• EXTRACTED INFORMATION
◆ ◆ ◆ ◆

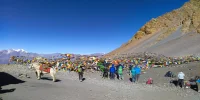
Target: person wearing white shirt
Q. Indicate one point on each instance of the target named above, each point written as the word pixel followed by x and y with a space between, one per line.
pixel 181 76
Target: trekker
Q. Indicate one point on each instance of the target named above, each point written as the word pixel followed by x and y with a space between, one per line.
pixel 198 84
pixel 80 73
pixel 120 72
pixel 112 72
pixel 130 68
pixel 181 76
pixel 133 74
pixel 105 73
pixel 138 72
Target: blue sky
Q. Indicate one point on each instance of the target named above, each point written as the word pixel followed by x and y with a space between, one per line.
pixel 75 26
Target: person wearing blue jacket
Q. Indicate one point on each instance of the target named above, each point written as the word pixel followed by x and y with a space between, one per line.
pixel 137 72
pixel 133 74
pixel 112 72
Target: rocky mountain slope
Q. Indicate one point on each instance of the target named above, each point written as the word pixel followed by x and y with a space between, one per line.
pixel 6 54
pixel 176 33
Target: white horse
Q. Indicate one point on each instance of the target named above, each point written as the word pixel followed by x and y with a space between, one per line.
pixel 39 72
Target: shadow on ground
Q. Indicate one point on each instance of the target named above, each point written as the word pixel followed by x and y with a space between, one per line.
pixel 49 79
pixel 7 79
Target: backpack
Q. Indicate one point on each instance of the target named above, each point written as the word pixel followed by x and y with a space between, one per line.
pixel 120 70
pixel 133 72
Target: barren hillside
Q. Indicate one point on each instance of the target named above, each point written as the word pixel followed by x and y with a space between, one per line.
pixel 176 33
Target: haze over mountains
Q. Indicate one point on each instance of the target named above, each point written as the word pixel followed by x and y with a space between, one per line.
pixel 6 54
pixel 176 33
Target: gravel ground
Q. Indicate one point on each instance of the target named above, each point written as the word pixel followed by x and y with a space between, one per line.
pixel 95 88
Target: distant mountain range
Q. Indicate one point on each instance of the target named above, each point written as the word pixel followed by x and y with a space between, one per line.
pixel 174 34
pixel 6 54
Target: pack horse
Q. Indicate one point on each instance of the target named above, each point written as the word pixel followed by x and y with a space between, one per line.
pixel 39 70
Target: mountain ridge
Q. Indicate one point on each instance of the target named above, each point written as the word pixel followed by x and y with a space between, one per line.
pixel 184 20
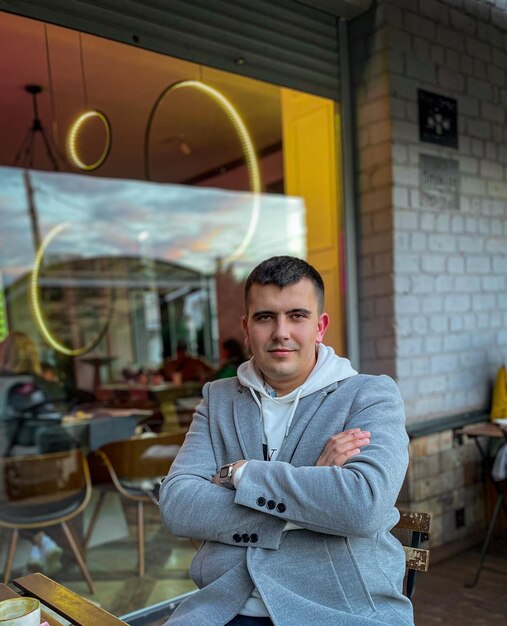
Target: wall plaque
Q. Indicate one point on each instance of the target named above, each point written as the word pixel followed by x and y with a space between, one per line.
pixel 438 119
pixel 439 182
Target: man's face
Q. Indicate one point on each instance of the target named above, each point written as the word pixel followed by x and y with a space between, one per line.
pixel 281 328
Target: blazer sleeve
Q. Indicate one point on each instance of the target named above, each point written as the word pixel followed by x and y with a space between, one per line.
pixel 192 506
pixel 357 499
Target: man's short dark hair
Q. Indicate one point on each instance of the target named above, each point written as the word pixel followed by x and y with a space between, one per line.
pixel 283 271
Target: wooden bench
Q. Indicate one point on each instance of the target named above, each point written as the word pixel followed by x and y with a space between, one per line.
pixel 417 559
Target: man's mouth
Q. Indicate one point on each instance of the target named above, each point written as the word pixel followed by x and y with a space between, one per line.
pixel 280 350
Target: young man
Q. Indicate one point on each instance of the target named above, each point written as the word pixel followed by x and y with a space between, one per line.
pixel 289 475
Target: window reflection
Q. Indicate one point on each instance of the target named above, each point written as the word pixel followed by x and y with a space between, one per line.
pixel 142 282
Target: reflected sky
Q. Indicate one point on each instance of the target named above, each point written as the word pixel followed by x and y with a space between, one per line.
pixel 191 226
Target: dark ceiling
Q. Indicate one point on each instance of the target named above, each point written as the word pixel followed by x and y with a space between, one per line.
pixel 191 136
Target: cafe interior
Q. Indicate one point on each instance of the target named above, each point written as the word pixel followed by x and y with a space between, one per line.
pixel 138 191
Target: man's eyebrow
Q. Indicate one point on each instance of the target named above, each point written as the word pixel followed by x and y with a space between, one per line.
pixel 261 313
pixel 300 311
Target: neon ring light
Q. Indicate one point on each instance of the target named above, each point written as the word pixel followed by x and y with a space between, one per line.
pixel 246 144
pixel 72 151
pixel 37 308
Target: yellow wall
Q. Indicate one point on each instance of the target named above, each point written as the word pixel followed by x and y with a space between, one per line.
pixel 312 163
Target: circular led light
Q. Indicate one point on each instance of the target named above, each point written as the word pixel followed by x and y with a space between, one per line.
pixel 246 143
pixel 72 137
pixel 37 307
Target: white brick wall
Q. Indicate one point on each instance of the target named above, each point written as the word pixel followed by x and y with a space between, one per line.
pixel 448 321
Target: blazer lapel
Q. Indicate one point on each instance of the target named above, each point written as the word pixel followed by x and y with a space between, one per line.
pixel 248 425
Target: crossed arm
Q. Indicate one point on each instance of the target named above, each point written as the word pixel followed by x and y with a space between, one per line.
pixel 339 449
pixel 356 497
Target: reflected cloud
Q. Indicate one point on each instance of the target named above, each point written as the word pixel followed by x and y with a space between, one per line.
pixel 192 225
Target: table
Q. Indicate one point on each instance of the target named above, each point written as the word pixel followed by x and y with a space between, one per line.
pixel 69 605
pixel 161 397
pixel 492 431
pixel 97 428
pixel 6 593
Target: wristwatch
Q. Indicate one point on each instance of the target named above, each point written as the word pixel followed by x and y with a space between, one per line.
pixel 225 475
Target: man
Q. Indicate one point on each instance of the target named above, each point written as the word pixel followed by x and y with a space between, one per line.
pixel 289 475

◆ ◆ ◆ ◆

• AIM OF THE TASK
Transcribe the material exactly, leaving every picture out.

• THE RESPONSE
Target: person wearing white shirt
Q. Indicate one point on each instance of the target named above, each point written as the word pixel followed by x and y with a space between, one per line.
pixel 181 76
Target: trekker
Q. Indicate one point on each instance of the target named above, each point written as the word pixel followed by x and y with a space between, one per line.
pixel 198 84
pixel 80 73
pixel 120 72
pixel 112 72
pixel 130 68
pixel 181 76
pixel 133 74
pixel 105 73
pixel 138 72
Target: blue sky
Q. Indicate one point on each instance of the target named above, each point written as the word pixel followed by x and y with a space between, one per line.
pixel 75 26
Target: person wearing blue jacket
Q. Indicate one point on each instance of the target named above, each point written as the word pixel followed by x and y with a space between, one per line.
pixel 137 72
pixel 133 74
pixel 112 72
Target: rocky mountain slope
Q. Indicate one point on each instance of the target named above, each point written as the word pixel followed by x and y with a space between, one per line.
pixel 6 54
pixel 176 33
Target: white horse
Q. Indicate one point on each instance of the target named above, each point written as the word pixel followed by x and y with a space between, one per line.
pixel 39 72
Target: shadow on ground
Q. Indicate one point on each instance of the target named above, each point written as the word pixel followed by x and y with a space between, one per line.
pixel 49 79
pixel 7 79
Target: backpack
Q. Indicate one point on each instance of the target named above, each point written as the word pixel followed by x and y with a space between, one per line.
pixel 120 70
pixel 133 72
Target: barren hillside
Q. Indicate one point on each instance of the target named above, each point written as the word pixel followed by x and y with a space between, one per line.
pixel 176 33
Target: haze over mountains
Q. Indicate one point on each instance of the target named above, each point written as the word pixel followed by x and y with a space between, one per line.
pixel 6 54
pixel 176 33
Target: gravel ground
Q. Indicate one point on each instance of the target named above, each point written as the word pixel followed by x and y with a space between, one per line.
pixel 95 88
Target: distant mountain range
Q. Indicate one point on each instance of the target named above, each point written as the word pixel followed by x and y with a space between, one per line.
pixel 174 34
pixel 6 54
Target: pack horse
Q. Indicate one point on each instance of the target named above, each point written as the word pixel followed by x and y with a space between, one per line.
pixel 39 70
Target: mountain ridge
Q. Indicate one point on each instance of the target named above, each point written as the word pixel followed by x and y with a space between, one per line.
pixel 184 20
Target: wall plaque
Q. Indicate one point on each instance of the target named above, each point written as the word pixel followed by x and y with a space between, one per line.
pixel 438 119
pixel 439 182
Target: man's face
Q. Indicate one point on each instance of the target named above, each point written as the word pixel followed by x and y with a space between, one per line.
pixel 281 328
Target: blazer sleeve
Q. Indicate one point on each instance of the target named above, each point written as the word pixel followed by x and y with a space between, one per line.
pixel 192 506
pixel 357 499
Target: man's short dark hair
Q. Indicate one point on each instance of the target named above, each point written as the word pixel followed by x and y with a space between, one per line.
pixel 283 271
Target: wooden bench
Q. Indicate one point on each instance of the target named above, each point written as the word pixel followed by x and y with a space between, one per line.
pixel 417 559
Target: man's mouth
Q. Indicate one point on each instance of the target named above, each point written as the word pixel followed by x and y with a space between, one per line.
pixel 280 350
Target: young man
Q. Indicate one point on each instance of the target named above, each point written as the word pixel followed by x and y with a space between, one per line.
pixel 289 475
Target: window reflection
Q. Indicate one point on each instance of the target named above, each point written as the word pixel followed by x and y with a space between, one per line.
pixel 142 282
Target: reflected sky
Q. Indicate one point on each instance of the target named above, each point written as the word pixel followed by x and y with a space between, one per line.
pixel 191 226
Target: dark ceiling
Q. Indicate one point on each instance of the target named above, each point written as the word pixel followed by x and y with a space between, one per line.
pixel 191 136
Target: cafe interior
Q. Indicate one point on each instance of the target named above, each point written as the word pixel followed by x and y with a space between, one per line.
pixel 138 191
Target: man's eyebrow
Q. Indicate one point on each instance of the target named above, each point written as the word pixel followed by x and y with a space between, one per line.
pixel 261 313
pixel 300 311
Target: neon ring light
Q. Indicate one point on each instance of the target named above, each point written as the word pixel followed by x and y with a space between, one per line.
pixel 246 144
pixel 72 151
pixel 37 308
Target: yellow wall
Q. Indicate one point on each instance of the target named above, each point written as the word pixel followed by x and y with a space between, one per line.
pixel 312 163
Target: circular led light
Q. Indicate one point on each instance of the target named above, each point written as the word pixel followed by x and y with a space between, one per line.
pixel 246 143
pixel 72 137
pixel 37 307
Target: white brick wall
Q. Indicate one point on each instance of the target named above, each point written as the word pixel followed by x and y with a space between, one per line.
pixel 448 321
Target: blazer lapel
Q. Indicate one point on each instance of the target named above, each point written as the word pixel followed by x and y with a space between, one per line.
pixel 248 425
Target: crossed arm
Q. Indicate one point on each instance of the target named above, each point written as the word pixel followed by x and y with a space between, one per line.
pixel 339 449
pixel 356 497
Target: reflected cloud
Q. Indicate one point on each instance of the target named above, each point written as the word pixel followed by x and y with a space between, one per line.
pixel 192 225
Target: table
Q. Indicate one point on each instance of the target named above, each point written as the word pixel followed by x and y with a space between, one per line.
pixel 69 605
pixel 161 397
pixel 492 431
pixel 97 428
pixel 6 593
Target: wristwatch
Q. Indicate one point on each instance of the target named above, each point written as the word pixel followed by x and y with a space between, one per line.
pixel 225 475
Target: man
Q. Indicate one point on each instance of the target named above, each point written as the word pixel followed by x and y with a space between, one per line.
pixel 289 475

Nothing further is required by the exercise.